DATA PROVIDED:
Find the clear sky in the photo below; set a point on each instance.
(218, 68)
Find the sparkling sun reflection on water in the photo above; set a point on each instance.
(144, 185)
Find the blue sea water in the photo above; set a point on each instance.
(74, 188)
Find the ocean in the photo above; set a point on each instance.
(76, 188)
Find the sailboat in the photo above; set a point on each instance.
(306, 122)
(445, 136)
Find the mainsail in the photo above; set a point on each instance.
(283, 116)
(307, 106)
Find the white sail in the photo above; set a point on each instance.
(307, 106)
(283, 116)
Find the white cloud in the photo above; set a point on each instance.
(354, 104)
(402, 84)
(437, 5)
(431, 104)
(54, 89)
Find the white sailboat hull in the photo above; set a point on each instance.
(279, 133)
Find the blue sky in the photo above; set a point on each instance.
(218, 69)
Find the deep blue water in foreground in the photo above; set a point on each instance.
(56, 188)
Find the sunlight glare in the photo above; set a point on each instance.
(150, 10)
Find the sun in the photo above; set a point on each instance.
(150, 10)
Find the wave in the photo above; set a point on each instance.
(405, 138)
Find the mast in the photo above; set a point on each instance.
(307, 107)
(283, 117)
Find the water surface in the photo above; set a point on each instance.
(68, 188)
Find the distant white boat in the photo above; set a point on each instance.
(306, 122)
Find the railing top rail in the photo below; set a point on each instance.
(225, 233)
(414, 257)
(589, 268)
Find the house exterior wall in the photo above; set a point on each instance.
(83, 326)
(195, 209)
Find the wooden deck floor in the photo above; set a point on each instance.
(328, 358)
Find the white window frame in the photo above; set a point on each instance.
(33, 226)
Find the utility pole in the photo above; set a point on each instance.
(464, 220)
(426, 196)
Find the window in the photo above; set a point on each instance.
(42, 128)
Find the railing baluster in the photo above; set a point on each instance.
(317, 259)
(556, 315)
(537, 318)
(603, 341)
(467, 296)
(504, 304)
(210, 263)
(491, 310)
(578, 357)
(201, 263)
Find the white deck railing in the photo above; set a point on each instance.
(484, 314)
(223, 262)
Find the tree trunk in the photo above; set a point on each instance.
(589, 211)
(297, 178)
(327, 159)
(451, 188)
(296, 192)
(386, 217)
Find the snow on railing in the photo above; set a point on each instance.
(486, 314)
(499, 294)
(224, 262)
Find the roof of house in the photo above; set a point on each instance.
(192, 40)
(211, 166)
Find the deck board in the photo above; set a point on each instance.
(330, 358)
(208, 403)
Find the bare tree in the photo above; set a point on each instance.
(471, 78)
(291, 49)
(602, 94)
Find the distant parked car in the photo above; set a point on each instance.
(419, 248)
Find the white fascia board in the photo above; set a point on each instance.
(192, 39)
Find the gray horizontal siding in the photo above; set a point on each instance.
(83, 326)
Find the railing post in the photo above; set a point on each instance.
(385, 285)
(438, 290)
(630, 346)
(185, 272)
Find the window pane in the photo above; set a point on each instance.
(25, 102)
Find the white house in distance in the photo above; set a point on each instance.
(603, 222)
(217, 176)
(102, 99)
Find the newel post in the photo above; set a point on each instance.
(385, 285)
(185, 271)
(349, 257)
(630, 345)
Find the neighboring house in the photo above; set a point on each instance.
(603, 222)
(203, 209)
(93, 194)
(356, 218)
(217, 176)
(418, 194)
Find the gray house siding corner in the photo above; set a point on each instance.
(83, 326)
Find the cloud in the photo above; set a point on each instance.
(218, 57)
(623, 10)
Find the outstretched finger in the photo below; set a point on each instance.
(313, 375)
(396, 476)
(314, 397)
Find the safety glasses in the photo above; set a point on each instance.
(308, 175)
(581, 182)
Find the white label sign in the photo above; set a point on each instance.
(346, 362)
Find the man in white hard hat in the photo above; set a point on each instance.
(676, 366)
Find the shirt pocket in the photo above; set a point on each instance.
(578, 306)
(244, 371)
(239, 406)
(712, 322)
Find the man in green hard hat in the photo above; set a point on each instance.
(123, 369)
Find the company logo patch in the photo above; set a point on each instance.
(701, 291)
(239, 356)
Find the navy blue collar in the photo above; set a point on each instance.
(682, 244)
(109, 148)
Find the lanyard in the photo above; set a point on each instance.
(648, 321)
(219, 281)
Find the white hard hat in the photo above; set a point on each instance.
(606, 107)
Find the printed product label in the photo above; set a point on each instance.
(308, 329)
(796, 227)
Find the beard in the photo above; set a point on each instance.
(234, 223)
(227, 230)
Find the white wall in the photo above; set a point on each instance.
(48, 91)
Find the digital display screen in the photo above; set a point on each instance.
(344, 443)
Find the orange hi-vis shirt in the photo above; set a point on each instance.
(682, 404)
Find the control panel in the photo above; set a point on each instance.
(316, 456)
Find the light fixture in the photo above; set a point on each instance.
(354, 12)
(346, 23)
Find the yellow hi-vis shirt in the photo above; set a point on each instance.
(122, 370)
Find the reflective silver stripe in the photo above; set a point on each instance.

INSTRUCTIONS FOR THE TASK: From the line that contains "Find the safety" down to the last line of the listing above, repeat each line exactly, and include nothing else.

ANSWER TO THE TASK:
Find the safety glasses in the photo above; set a point on each instance.
(308, 175)
(581, 182)
Find the white label sign in the photo above; set a point on each instance.
(346, 362)
Find the man in white hard hat in the photo above; set a point on each instance.
(676, 366)
Find the shirt pocket in the photo above; set a point on each instance.
(578, 306)
(244, 371)
(239, 406)
(712, 322)
Find the man in green hard hat in the photo above; set a point on each instance.
(123, 369)
Find the company logo patch in the photo above; set a point on each instance.
(701, 291)
(239, 356)
Find the navy blue collar in the photo above; set a point on each instance.
(682, 244)
(109, 148)
Find the lanyard in the photo above; set a point on each instance.
(648, 321)
(219, 281)
Find the white hard hat in the photo above; set a point on each instance.
(606, 107)
Find the printed product label in the photo above; set a point on each instance.
(308, 329)
(796, 227)
Find the beard in the photo above; set a point on each instance.
(234, 223)
(227, 230)
Find the white wall in the photo above; set a point on each instance.
(48, 91)
Find the digital display screen in the photo above; set a point on each instance.
(344, 443)
Find the orange hi-vis shirt in the photo above; set a point on each instance.
(682, 404)
Find the control panel in the photo above; set a point on each instance.
(316, 456)
Find the light fixture in the photo above; set a point on each instance.
(354, 12)
(346, 23)
Find the yellow hi-vis shirt in the photo above; set a point on each instance.
(122, 370)
Find the reflective silver stripe in the photo above; set a point on each instance.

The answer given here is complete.